(Task material)
== == ==

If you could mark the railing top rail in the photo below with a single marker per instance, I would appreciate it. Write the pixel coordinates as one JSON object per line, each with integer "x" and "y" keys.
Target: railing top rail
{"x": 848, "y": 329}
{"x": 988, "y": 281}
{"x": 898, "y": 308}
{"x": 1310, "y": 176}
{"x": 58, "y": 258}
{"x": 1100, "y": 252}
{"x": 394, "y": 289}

== == ==

(What the task asks) Return each line of the records above exactly as it reads.

(Answer to the exercise)
If you could mark the railing top rail in the photo below with a single marker per instance, I would appreciate it. Write the pixel coordinates as one JSON object per line, each with integer "x" and "y" keys.
Target: railing top rail
{"x": 848, "y": 329}
{"x": 988, "y": 281}
{"x": 898, "y": 308}
{"x": 1310, "y": 176}
{"x": 58, "y": 258}
{"x": 1100, "y": 252}
{"x": 394, "y": 289}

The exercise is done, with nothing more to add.